Part of a data file
⁂
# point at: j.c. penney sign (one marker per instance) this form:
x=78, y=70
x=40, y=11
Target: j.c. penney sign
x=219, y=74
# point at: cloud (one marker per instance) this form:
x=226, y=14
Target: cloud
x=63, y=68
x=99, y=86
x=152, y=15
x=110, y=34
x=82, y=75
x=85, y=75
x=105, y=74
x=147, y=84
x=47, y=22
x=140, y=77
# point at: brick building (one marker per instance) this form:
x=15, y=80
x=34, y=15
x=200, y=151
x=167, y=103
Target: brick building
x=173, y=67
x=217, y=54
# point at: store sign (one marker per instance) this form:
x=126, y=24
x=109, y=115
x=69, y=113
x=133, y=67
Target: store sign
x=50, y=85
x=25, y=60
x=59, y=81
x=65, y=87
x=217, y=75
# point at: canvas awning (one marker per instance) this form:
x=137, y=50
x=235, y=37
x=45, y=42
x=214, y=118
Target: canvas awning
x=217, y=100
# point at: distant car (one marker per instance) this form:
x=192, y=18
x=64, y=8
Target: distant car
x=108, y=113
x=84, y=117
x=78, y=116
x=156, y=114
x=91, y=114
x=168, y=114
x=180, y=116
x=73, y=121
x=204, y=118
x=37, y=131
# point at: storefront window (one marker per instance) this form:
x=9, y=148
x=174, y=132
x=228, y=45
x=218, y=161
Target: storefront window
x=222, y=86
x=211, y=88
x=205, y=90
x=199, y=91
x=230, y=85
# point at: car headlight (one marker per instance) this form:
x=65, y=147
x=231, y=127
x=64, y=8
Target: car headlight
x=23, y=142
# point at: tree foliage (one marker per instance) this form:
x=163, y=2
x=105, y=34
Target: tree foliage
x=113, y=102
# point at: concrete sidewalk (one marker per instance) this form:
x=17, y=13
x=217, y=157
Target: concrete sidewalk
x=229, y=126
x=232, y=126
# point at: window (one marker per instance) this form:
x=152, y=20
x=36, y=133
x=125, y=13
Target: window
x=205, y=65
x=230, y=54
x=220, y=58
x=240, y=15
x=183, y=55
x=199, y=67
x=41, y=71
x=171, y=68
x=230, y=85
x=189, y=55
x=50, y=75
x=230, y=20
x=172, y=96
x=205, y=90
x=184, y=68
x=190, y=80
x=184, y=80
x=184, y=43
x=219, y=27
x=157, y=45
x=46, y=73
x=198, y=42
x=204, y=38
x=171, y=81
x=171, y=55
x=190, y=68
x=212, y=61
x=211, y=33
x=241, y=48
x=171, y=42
⁂
WHAT TO WORK ON
Please rewrite all of the items above, switching each "one marker per instance" to "one mark per instance" and keeping everything else the same.

ANSWER TO THIS PROBLEM
# point at: j.c. penney sign (one mark per instance) this form:
x=78, y=70
x=40, y=11
Target: j.c. penney sign
x=219, y=74
# point at: cloud (one mark per instance) this form:
x=226, y=14
Target: cloud
x=63, y=68
x=99, y=86
x=152, y=15
x=110, y=34
x=82, y=75
x=85, y=75
x=105, y=74
x=147, y=84
x=47, y=22
x=140, y=77
# point at: brick building (one mark per instance) this form:
x=15, y=80
x=34, y=15
x=200, y=151
x=167, y=103
Target: brick building
x=173, y=67
x=217, y=54
# point at: store sign (one mark per instance) this form:
x=126, y=24
x=109, y=115
x=69, y=113
x=133, y=67
Target: store sign
x=50, y=85
x=25, y=60
x=59, y=81
x=65, y=87
x=217, y=75
# point at: canvas awning (one mark per instance) this form:
x=137, y=50
x=235, y=37
x=45, y=42
x=214, y=118
Target: canvas awning
x=217, y=100
# point at: distant car (one mark per instance) this form:
x=192, y=18
x=64, y=8
Target: distant car
x=108, y=113
x=84, y=117
x=78, y=116
x=156, y=114
x=91, y=114
x=168, y=114
x=180, y=116
x=73, y=121
x=204, y=118
x=37, y=131
# point at: storefront window (one mark per instance) this form:
x=9, y=148
x=174, y=132
x=228, y=45
x=218, y=161
Target: storefront window
x=222, y=86
x=211, y=88
x=205, y=90
x=199, y=91
x=230, y=85
# point at: car headlight (one mark per instance) this form:
x=65, y=147
x=231, y=127
x=64, y=8
Target: car headlight
x=23, y=142
# point at: tree foliage (one mark per instance) this form:
x=163, y=2
x=105, y=34
Target: tree foliage
x=113, y=102
# point at: concrete sidewalk (one mark per instance) this form:
x=17, y=13
x=217, y=157
Target: concrete sidewalk
x=229, y=126
x=232, y=126
# point at: window (one mark per instance) this form:
x=152, y=20
x=36, y=133
x=125, y=13
Target: window
x=205, y=65
x=230, y=54
x=220, y=58
x=240, y=15
x=183, y=55
x=199, y=67
x=41, y=71
x=171, y=68
x=230, y=85
x=189, y=55
x=50, y=75
x=230, y=20
x=172, y=96
x=205, y=90
x=184, y=68
x=190, y=80
x=184, y=80
x=184, y=43
x=219, y=27
x=157, y=45
x=46, y=73
x=198, y=42
x=204, y=38
x=171, y=81
x=171, y=55
x=190, y=68
x=212, y=61
x=211, y=33
x=241, y=48
x=171, y=42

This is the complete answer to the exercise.